**Required work:** Lay out every line of the records below as a Markdown table with two columns, Number and Line, numbering the rows in order and leaving out blank lines.
◇ ◇ ◇ ◇ ◇
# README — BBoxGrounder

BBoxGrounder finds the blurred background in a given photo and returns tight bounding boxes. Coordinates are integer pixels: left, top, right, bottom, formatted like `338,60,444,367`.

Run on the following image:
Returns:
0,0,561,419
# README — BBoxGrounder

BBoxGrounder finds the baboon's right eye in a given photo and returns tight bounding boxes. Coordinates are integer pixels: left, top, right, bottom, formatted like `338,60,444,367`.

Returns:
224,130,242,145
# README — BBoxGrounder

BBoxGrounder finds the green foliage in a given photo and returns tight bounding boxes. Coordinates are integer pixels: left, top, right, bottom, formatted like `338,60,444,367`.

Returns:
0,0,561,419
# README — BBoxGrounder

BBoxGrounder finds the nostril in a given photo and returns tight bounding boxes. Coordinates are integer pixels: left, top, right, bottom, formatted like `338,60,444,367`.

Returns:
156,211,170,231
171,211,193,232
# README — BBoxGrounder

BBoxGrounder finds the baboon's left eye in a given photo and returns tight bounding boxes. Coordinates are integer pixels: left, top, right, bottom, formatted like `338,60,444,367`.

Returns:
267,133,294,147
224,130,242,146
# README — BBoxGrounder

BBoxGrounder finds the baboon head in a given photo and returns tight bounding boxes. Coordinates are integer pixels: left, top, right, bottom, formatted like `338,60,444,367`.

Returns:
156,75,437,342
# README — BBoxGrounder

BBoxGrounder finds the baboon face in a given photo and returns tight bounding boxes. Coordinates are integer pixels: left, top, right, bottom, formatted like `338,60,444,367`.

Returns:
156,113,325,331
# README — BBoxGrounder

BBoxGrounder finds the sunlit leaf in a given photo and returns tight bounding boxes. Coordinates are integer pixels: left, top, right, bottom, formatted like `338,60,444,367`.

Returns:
◇ ◇ ◇ ◇ ◇
**Full response:**
| Number | Line |
|---|---|
| 1 | # README — BBoxGrounder |
| 2 | BBoxGrounder finds the blurred background in a given photo and returns tight bounding boxes. Coordinates are integer pixels: left, top, right, bottom, formatted like `338,60,444,367`. |
| 3 | Run on the following image: |
| 4 | Returns: |
| 5 | 0,0,561,419 |
| 6 | # README — BBoxGrounder |
| 7 | BBoxGrounder finds the baboon's right eye in a given photo and returns tight bounding boxes. Coordinates are integer pixels: left, top, right, bottom, formatted like `338,60,444,367`. |
| 8 | Returns: |
| 9 | 224,130,242,145 |
| 10 | # README — BBoxGrounder |
| 11 | BBoxGrounder finds the green foliage in a given photo and returns tight bounding boxes. Coordinates are integer pixels: left, top, right, bottom, formatted like `338,60,444,367`. |
| 12 | Returns: |
| 13 | 0,0,561,419 |
| 14 | # README — BBoxGrounder |
| 15 | BBoxGrounder finds the nostril in a given photo and returns tight bounding boxes. Coordinates are integer pixels: left, top, right, bottom, formatted like `338,60,444,367`. |
| 16 | Returns: |
| 17 | 156,211,170,231 |
| 18 | 171,211,193,232 |
| 19 | # README — BBoxGrounder |
| 20 | BBoxGrounder finds the baboon's left eye in a given photo and returns tight bounding boxes. Coordinates are integer pixels: left, top, right, bottom, formatted like `338,60,444,367`. |
| 21 | Returns: |
| 22 | 267,133,294,147 |
| 23 | 224,130,242,146 |
| 24 | # README — BBoxGrounder |
| 25 | BBoxGrounder finds the baboon head in a given photo and returns tight bounding boxes. Coordinates are integer pixels: left, top, right, bottom, formatted like `338,60,444,367`. |
| 26 | Returns: |
| 27 | 156,75,437,342 |
| 28 | # README — BBoxGrounder |
| 29 | BBoxGrounder finds the baboon face in a given photo and returns tight bounding boxes. Coordinates are integer pixels: left, top, right, bottom, formatted like `338,60,444,367`. |
| 30 | Returns: |
| 31 | 156,113,325,331 |
| 32 | # README — BBoxGrounder |
| 33 | BBoxGrounder finds the sunlit leaf in a given photo and returns tight bounding boxes. Coordinates are integer pixels: left, top, right, bottom, formatted like `338,60,444,367`. |
| 34 | Returns: |